● **Material provided**

────

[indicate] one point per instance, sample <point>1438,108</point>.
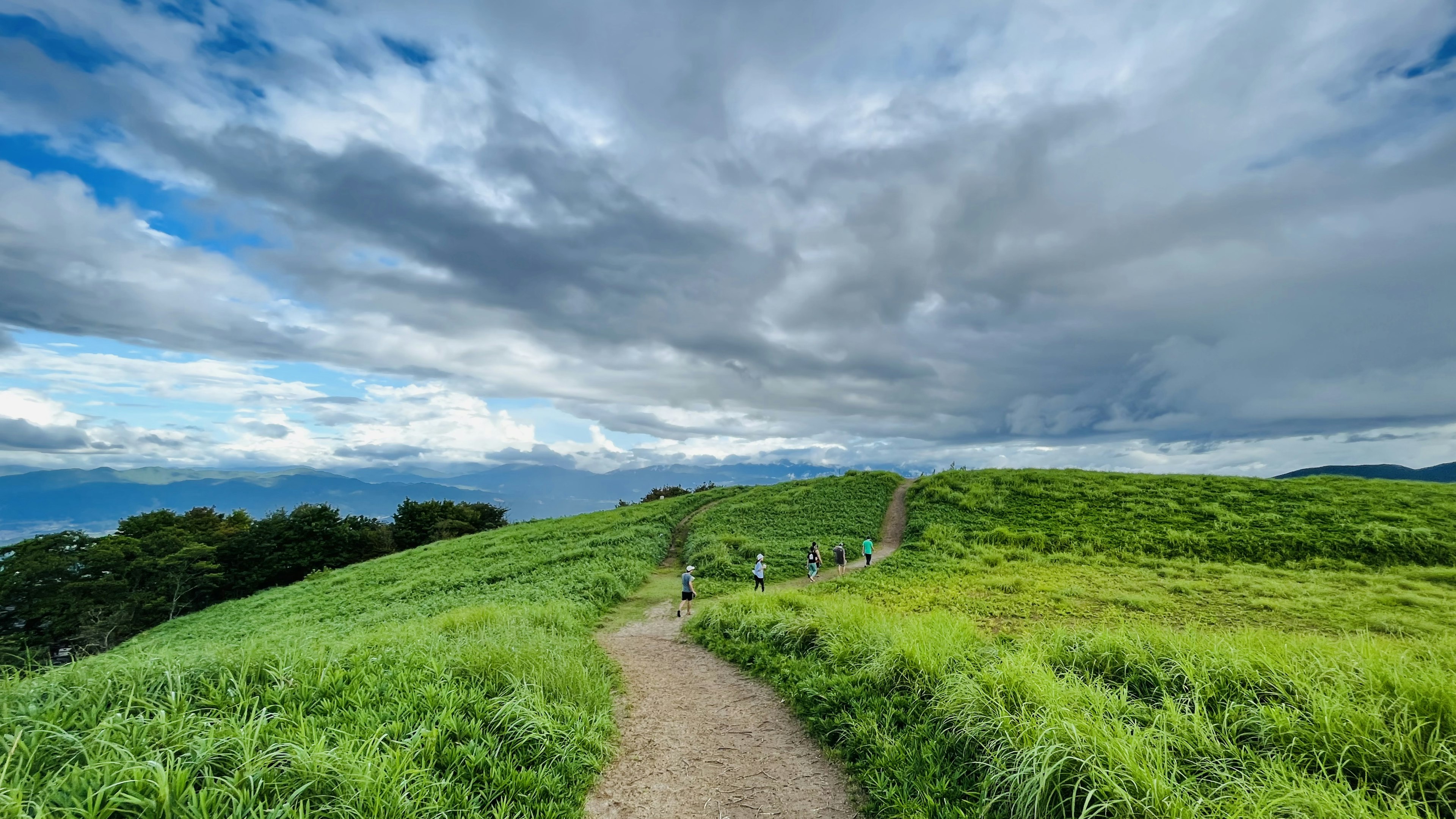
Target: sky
<point>347,234</point>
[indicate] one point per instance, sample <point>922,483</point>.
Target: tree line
<point>659,493</point>
<point>72,594</point>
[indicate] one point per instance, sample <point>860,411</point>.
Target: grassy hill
<point>780,522</point>
<point>458,678</point>
<point>1059,643</point>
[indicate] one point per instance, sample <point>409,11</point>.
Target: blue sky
<point>1092,235</point>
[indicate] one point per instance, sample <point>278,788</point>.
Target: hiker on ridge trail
<point>689,592</point>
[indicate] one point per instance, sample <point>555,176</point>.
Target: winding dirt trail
<point>701,739</point>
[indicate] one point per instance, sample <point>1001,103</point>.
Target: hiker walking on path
<point>689,592</point>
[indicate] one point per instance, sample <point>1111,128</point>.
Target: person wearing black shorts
<point>689,592</point>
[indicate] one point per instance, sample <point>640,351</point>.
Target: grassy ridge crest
<point>1062,643</point>
<point>1196,516</point>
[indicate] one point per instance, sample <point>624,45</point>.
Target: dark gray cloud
<point>867,222</point>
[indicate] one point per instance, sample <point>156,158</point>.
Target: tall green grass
<point>1203,516</point>
<point>781,522</point>
<point>940,719</point>
<point>455,679</point>
<point>1059,643</point>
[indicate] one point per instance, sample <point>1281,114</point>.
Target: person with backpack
<point>689,592</point>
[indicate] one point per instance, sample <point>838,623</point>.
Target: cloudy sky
<point>1170,237</point>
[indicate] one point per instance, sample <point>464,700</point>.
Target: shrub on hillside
<point>419,522</point>
<point>663,493</point>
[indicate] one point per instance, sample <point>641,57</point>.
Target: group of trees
<point>670,492</point>
<point>75,594</point>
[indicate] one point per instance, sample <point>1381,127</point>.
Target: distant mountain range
<point>50,500</point>
<point>1442,473</point>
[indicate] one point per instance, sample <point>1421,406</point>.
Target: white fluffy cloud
<point>897,234</point>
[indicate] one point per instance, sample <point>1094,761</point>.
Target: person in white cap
<point>689,592</point>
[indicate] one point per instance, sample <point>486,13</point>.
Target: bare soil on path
<point>701,739</point>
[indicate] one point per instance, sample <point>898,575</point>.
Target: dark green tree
<point>664,492</point>
<point>419,522</point>
<point>284,547</point>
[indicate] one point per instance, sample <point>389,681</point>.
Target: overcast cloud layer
<point>1119,235</point>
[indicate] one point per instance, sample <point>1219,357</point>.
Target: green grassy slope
<point>1064,655</point>
<point>459,678</point>
<point>1205,516</point>
<point>780,522</point>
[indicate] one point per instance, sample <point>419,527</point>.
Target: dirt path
<point>892,530</point>
<point>894,525</point>
<point>701,739</point>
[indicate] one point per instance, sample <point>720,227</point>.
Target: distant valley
<point>50,500</point>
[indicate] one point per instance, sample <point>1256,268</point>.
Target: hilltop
<point>1050,643</point>
<point>1442,473</point>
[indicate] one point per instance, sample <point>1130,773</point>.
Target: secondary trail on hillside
<point>700,738</point>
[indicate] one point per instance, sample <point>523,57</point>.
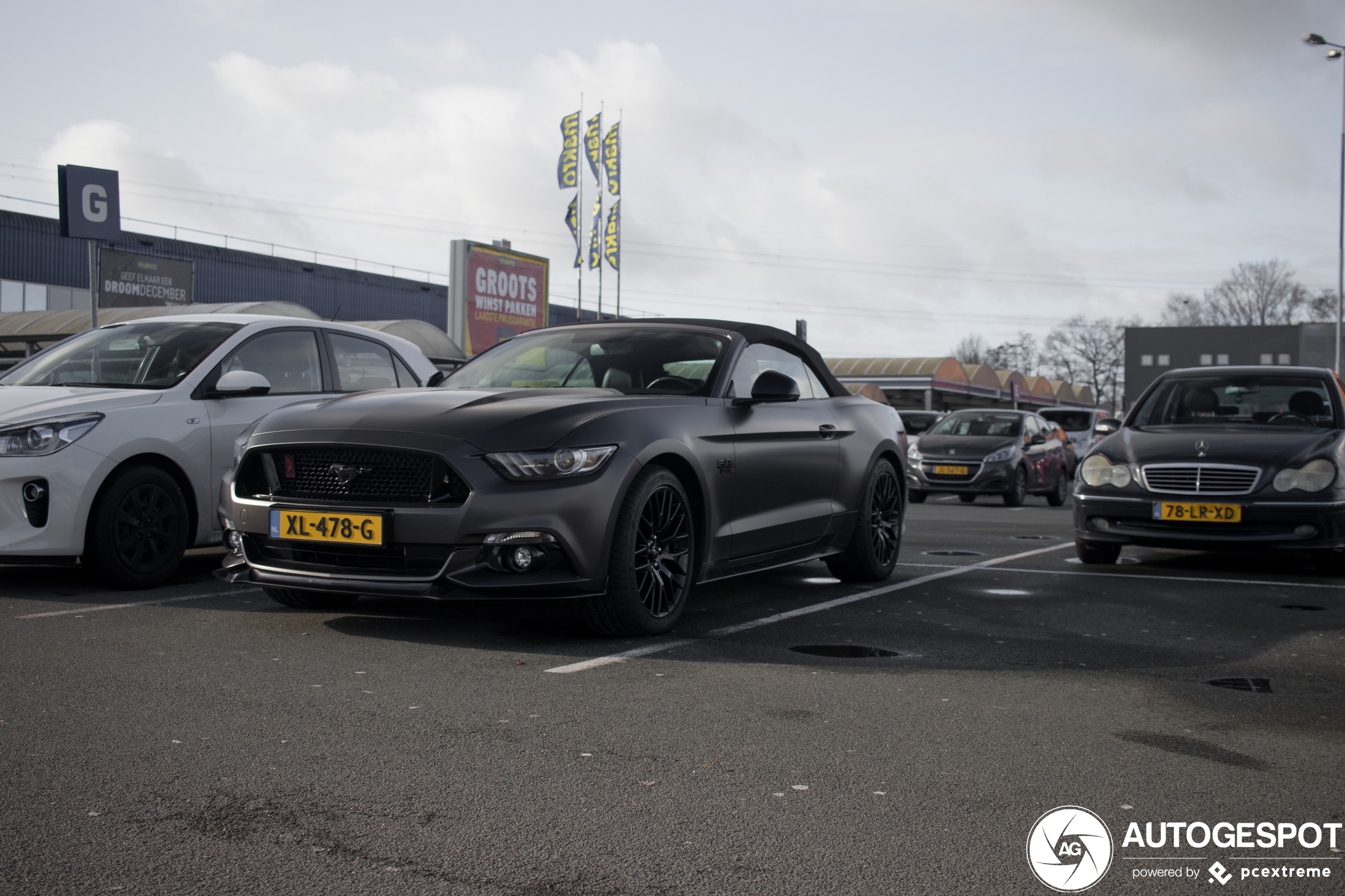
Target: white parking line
<point>801,612</point>
<point>135,603</point>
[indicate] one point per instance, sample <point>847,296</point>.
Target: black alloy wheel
<point>1056,497</point>
<point>873,550</point>
<point>653,562</point>
<point>1017,491</point>
<point>138,530</point>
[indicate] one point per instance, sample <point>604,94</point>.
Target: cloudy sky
<point>898,174</point>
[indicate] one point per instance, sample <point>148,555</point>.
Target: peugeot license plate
<point>331,526</point>
<point>1197,512</point>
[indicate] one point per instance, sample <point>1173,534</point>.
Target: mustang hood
<point>491,420</point>
<point>1265,446</point>
<point>23,403</point>
<point>965,448</point>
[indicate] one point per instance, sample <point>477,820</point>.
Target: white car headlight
<point>551,465</point>
<point>1313,476</point>
<point>1098,470</point>
<point>45,437</point>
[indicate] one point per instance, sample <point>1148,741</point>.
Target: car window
<point>362,365</point>
<point>759,359</point>
<point>288,359</point>
<point>405,379</point>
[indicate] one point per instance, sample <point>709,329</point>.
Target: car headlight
<point>1313,476</point>
<point>1099,470</point>
<point>45,437</point>
<point>551,465</point>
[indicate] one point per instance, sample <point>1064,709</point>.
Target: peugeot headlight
<point>551,465</point>
<point>45,437</point>
<point>1313,476</point>
<point>1098,470</point>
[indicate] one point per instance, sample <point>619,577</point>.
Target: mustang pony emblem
<point>346,475</point>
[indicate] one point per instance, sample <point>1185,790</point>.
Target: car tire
<point>1017,491</point>
<point>311,600</point>
<point>1097,554</point>
<point>653,565</point>
<point>1056,497</point>
<point>873,550</point>
<point>138,530</point>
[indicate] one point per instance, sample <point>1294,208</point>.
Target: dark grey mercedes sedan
<point>611,463</point>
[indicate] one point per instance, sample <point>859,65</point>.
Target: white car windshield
<point>143,355</point>
<point>631,360</point>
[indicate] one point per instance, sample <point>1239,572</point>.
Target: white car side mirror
<point>241,383</point>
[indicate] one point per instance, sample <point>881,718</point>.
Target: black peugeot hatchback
<point>1229,458</point>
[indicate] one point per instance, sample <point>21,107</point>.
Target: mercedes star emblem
<point>346,475</point>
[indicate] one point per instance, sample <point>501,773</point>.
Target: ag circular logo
<point>1070,849</point>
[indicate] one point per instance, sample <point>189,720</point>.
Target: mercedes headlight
<point>1313,476</point>
<point>45,437</point>
<point>551,465</point>
<point>1098,470</point>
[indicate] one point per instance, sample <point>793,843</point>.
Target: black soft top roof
<point>751,332</point>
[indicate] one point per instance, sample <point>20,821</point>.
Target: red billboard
<point>504,293</point>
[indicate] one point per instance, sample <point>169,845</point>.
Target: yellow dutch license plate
<point>333,526</point>
<point>1197,512</point>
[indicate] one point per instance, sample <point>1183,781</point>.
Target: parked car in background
<point>618,464</point>
<point>918,422</point>
<point>1084,426</point>
<point>113,442</point>
<point>1229,458</point>
<point>989,452</point>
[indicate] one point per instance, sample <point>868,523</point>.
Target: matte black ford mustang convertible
<point>611,463</point>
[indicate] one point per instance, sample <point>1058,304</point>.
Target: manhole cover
<point>844,650</point>
<point>1267,685</point>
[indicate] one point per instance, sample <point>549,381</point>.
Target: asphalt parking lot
<point>213,742</point>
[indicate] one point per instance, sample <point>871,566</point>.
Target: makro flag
<point>595,251</point>
<point>612,160</point>
<point>612,238</point>
<point>594,144</point>
<point>572,221</point>
<point>568,168</point>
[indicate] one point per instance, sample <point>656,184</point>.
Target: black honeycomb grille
<point>370,475</point>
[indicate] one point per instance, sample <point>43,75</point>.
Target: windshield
<point>1070,420</point>
<point>141,355</point>
<point>1247,398</point>
<point>978,423</point>
<point>631,360</point>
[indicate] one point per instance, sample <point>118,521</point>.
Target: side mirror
<point>241,385</point>
<point>771,386</point>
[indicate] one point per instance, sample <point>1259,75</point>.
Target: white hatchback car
<point>113,442</point>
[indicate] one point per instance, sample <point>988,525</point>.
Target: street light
<point>1334,53</point>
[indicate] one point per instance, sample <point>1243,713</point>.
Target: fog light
<point>521,558</point>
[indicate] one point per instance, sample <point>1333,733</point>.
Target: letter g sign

────

● **Exercise prompt**
In the records above, find the line containing "Target: black honeycomb grille"; please retype it and every line after it through the last line, exactly and with nothing else.

● **Answer section**
Target: black honeycomb grille
<point>370,475</point>
[indicate] one point per instance, sample <point>43,75</point>.
Target: windshield
<point>1070,420</point>
<point>141,355</point>
<point>1247,398</point>
<point>978,423</point>
<point>631,360</point>
[indicate] one point per instance, sample <point>118,521</point>.
Target: side mirror
<point>241,385</point>
<point>771,386</point>
[indicate] one point per instance, sample <point>1259,75</point>.
Target: white hatchback car
<point>113,442</point>
[indicate] one point per instance, sample <point>988,525</point>.
Target: street light
<point>1334,53</point>
[indicate] one point per instance, sample <point>1243,713</point>.
Target: fog light
<point>521,558</point>
[indicate] one point per instance, sample <point>1333,733</point>.
Target: letter g sign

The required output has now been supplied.